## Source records
* BEGIN *
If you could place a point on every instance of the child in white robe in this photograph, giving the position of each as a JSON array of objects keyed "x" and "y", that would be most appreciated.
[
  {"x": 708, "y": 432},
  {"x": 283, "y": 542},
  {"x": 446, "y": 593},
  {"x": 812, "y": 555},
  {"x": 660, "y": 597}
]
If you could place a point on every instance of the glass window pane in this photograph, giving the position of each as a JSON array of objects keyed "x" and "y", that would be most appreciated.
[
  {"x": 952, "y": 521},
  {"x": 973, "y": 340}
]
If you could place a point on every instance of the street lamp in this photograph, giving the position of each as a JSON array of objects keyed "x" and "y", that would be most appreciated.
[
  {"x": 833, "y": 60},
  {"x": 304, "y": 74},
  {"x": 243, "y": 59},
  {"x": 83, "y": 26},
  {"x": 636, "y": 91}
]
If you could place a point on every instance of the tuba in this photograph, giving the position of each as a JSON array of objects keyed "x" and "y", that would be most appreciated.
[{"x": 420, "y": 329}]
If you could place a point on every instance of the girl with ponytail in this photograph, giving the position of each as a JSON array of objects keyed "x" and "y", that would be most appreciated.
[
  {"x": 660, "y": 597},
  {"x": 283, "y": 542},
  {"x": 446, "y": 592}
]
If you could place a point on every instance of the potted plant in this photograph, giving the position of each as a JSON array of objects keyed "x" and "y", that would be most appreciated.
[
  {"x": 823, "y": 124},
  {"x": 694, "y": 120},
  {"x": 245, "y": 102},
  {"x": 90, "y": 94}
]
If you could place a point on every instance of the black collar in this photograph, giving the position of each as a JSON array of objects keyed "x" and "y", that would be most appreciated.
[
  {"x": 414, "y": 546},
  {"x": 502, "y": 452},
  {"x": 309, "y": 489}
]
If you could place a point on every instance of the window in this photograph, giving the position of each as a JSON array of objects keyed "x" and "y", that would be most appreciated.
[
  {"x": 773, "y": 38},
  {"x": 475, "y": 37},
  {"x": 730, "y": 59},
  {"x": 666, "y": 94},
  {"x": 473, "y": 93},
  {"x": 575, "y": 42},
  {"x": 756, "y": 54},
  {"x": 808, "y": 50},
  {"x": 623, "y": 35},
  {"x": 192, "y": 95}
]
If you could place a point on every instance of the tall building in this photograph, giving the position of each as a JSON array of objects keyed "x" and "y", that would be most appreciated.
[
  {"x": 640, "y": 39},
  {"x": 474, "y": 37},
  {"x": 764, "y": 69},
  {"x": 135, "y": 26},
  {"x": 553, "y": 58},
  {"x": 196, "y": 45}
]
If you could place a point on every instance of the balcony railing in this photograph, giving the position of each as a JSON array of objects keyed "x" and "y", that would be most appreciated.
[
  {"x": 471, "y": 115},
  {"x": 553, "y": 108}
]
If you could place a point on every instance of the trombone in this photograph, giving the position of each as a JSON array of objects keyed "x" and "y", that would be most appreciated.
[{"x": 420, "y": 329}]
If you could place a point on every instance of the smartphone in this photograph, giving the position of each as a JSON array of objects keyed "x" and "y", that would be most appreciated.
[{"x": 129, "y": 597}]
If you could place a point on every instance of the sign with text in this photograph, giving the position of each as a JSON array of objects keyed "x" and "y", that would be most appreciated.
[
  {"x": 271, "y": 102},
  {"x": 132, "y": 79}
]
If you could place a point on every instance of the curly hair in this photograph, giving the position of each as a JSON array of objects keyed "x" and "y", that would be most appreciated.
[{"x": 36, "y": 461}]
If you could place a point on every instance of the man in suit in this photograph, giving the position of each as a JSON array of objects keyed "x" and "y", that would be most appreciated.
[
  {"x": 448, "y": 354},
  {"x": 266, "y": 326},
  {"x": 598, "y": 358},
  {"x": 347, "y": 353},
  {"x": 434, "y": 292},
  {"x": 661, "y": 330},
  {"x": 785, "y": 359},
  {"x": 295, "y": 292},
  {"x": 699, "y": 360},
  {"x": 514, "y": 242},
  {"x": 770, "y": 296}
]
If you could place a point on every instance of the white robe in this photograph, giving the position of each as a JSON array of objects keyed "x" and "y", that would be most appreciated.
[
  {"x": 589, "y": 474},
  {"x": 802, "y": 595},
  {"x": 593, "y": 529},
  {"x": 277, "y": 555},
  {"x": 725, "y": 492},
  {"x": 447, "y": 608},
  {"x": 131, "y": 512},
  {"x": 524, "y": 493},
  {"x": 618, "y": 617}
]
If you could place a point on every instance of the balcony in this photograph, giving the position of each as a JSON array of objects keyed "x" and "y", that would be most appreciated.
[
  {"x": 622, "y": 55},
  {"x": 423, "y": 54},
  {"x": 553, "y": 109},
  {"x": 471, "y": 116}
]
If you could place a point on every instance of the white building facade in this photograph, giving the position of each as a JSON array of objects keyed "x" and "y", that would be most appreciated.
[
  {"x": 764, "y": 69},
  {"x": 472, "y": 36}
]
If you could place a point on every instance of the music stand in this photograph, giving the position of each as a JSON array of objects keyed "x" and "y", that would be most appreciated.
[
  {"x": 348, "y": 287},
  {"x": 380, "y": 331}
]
* END *
## WRITTEN REQUEST
Could you rewrite all of the lines above, substituting "greatly appreciated" for "most appreciated" wherever it occurs and leaving everything else untouched?

## ANSWER FOR THIS EXERCISE
If you could place a point on every instance of the child in white robe in this photograph, giving the position of each as a JSON array of objects keyed "x" and "y", that would be greatly appreciated.
[
  {"x": 708, "y": 432},
  {"x": 283, "y": 542},
  {"x": 446, "y": 593},
  {"x": 812, "y": 555},
  {"x": 660, "y": 597}
]
If you could place a point on every instance of the glass window pane in this photograph, giving the position of each as a JSON array of objects keyed "x" and "y", that would be greatly appreciated.
[
  {"x": 952, "y": 521},
  {"x": 973, "y": 340}
]
If you could place a point on every instance of the street lamp in this photograph, giving the position of each as a JSON array of objects keyed "x" and "y", that would be greatly appreciated.
[
  {"x": 833, "y": 60},
  {"x": 304, "y": 74},
  {"x": 243, "y": 59},
  {"x": 83, "y": 26},
  {"x": 636, "y": 91}
]
If you could place a point on every instance of the tuba in this photograph, giving the position of each as a JSON array of objects keyed "x" and "y", that would be greatly appreciated.
[{"x": 420, "y": 329}]
If you could place a point on every instance of the girl with ponytail in this photograph, giving the position of each as a JSON array of objects keyed "x" and "y", that would be greatly appreciated.
[
  {"x": 660, "y": 597},
  {"x": 283, "y": 542},
  {"x": 446, "y": 592}
]
If you could place a point on every instance of the potted plant in this photograph, giving the position of each as a JSON array of objects keyed "x" and "y", that would be greatly appreciated.
[
  {"x": 823, "y": 124},
  {"x": 694, "y": 120},
  {"x": 245, "y": 102},
  {"x": 90, "y": 94}
]
If you could place a point on every instance of the black collar in this photograph, giving the position of each as a JSON array of objects keyed "x" and "y", that would be greatly appreciated.
[
  {"x": 414, "y": 546},
  {"x": 502, "y": 452},
  {"x": 309, "y": 489}
]
If you could place a point on every instance of the window in this photograph, giving the position of each as a JSON array of objects keyed "x" and "y", that would be greatly appreciated.
[
  {"x": 773, "y": 38},
  {"x": 475, "y": 37},
  {"x": 730, "y": 59},
  {"x": 666, "y": 94},
  {"x": 473, "y": 93},
  {"x": 575, "y": 42},
  {"x": 756, "y": 54},
  {"x": 808, "y": 50},
  {"x": 623, "y": 35},
  {"x": 192, "y": 95}
]
If you could place a point on every instance of the tall building in this photograph, giving the position of each as a JSON array of objects keyed "x" and "y", that would be greatly appreciated.
[
  {"x": 640, "y": 39},
  {"x": 474, "y": 37},
  {"x": 764, "y": 69},
  {"x": 135, "y": 26},
  {"x": 553, "y": 58},
  {"x": 196, "y": 45}
]
If you could place a point on every instance of the balcony railing in this photograph, giving the position of each as a JSON array of objects keyed "x" and "y", that would be greatly appreciated.
[
  {"x": 471, "y": 115},
  {"x": 553, "y": 108}
]
If you could place a point on every instance of the trombone in this photograph, giving the position of each as a JSON array of objects keyed "x" and "y", that would be greatly appreciated.
[{"x": 420, "y": 329}]
If you could place a point on every instance of the smartphone in this photograph, giving the position of each as a JSON array of objects keyed "x" and "y", that would be greatly appreciated.
[{"x": 129, "y": 597}]
If you could place a point on every instance of the sign with text in this photograph, giving the position of each as a JSON array of objects keyed "x" and "y", that would be greatly appreciated.
[
  {"x": 271, "y": 102},
  {"x": 132, "y": 79}
]
If you could place a point on every instance of the curly hair in this photograph, giving the position of each as a JSON array of objects keyed "x" and "y", that would be greatly appreciated.
[{"x": 36, "y": 461}]
If you could place a point on every instance of the man in suit in this photograph, giving the position of each as a JSON array of objects keyed "x" and "y", that would be greatly appreciated.
[
  {"x": 448, "y": 354},
  {"x": 266, "y": 326},
  {"x": 598, "y": 358},
  {"x": 347, "y": 353},
  {"x": 434, "y": 292},
  {"x": 661, "y": 330},
  {"x": 785, "y": 359},
  {"x": 295, "y": 292},
  {"x": 699, "y": 360},
  {"x": 514, "y": 242},
  {"x": 770, "y": 296}
]
If you could place a point on every instance of the white robe in this photograph, giving the position of each as a JSON array of objects keyed "x" and "y", that would be greatly appreciated.
[
  {"x": 589, "y": 474},
  {"x": 802, "y": 595},
  {"x": 593, "y": 529},
  {"x": 277, "y": 555},
  {"x": 725, "y": 492},
  {"x": 447, "y": 608},
  {"x": 131, "y": 512},
  {"x": 524, "y": 493},
  {"x": 618, "y": 617}
]
If you could place a point on every instance of the balcony in this photograph, giving the position of each as a JSON array of objects keyed "x" and "y", that would be greatly appreciated.
[
  {"x": 622, "y": 55},
  {"x": 423, "y": 54},
  {"x": 553, "y": 109},
  {"x": 471, "y": 116}
]
If you could place a point on every instance of the white building facade in this photograph, giving the position of each as a JSON array of objects keyed "x" and "y", that would be greatly appreciated.
[
  {"x": 764, "y": 69},
  {"x": 472, "y": 36}
]
If you could place a point on every instance of the music stand in this photograph, giving the position of each as a JSON array of objects keyed "x" and "y", that would be greatly appreciated.
[
  {"x": 348, "y": 287},
  {"x": 380, "y": 331}
]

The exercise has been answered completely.